• [EXERCISE DIRECTIONS]:
Reproduce word for word everything in the entries below, from the line containing "the baby blue" down to the final line, and nothing else.

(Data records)
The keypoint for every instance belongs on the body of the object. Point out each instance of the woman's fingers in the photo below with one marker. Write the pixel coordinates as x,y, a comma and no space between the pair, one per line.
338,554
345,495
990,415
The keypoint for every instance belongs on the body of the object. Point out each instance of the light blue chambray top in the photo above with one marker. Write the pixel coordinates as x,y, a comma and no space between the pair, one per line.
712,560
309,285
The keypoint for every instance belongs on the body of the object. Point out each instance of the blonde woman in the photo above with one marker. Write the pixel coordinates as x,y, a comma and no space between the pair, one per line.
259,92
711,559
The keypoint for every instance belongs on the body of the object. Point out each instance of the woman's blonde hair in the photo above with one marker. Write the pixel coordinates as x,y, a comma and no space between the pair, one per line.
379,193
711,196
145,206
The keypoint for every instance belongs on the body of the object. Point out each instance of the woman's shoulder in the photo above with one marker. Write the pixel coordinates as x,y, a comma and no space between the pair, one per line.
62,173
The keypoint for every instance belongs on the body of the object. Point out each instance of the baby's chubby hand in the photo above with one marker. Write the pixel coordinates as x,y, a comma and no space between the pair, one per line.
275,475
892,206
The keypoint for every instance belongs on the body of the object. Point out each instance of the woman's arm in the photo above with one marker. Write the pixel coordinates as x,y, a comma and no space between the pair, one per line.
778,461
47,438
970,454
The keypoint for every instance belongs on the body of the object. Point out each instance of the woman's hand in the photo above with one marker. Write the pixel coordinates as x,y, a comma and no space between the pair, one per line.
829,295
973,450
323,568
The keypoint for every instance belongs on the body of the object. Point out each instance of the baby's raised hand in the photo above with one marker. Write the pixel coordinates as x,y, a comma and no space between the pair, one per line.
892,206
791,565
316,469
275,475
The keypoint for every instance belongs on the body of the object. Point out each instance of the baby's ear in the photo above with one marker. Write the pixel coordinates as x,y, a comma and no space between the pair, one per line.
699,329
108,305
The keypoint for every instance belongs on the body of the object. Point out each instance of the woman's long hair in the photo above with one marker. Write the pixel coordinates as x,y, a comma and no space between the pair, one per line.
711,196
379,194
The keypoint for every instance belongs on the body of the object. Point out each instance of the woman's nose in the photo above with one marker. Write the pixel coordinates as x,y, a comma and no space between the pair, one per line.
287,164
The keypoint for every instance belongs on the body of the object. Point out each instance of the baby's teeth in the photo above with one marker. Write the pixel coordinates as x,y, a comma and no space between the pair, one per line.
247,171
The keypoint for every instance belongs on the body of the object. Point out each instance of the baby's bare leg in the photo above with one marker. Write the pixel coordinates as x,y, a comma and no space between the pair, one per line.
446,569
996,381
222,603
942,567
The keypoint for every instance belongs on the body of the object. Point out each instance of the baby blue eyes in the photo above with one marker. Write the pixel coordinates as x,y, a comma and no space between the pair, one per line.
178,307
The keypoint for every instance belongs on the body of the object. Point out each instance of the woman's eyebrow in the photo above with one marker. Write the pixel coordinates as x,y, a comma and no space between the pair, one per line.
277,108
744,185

• [REPLY TO THE EXERCISE]:
The keypoint for every instance belongs on the body of the object. Point out each instance of the baby blue eyes in the photo above with one marker. Write the pixel coordinates as x,y, a comma and no space between the pair, one per line.
178,307
The keypoint for every instance belongs on the body of the object. Point out each instance of the woman's eyebrow in the photo above with one marker. Write the pixel coordinates as x,y, a comma and no space between the pair, one per line.
277,108
744,185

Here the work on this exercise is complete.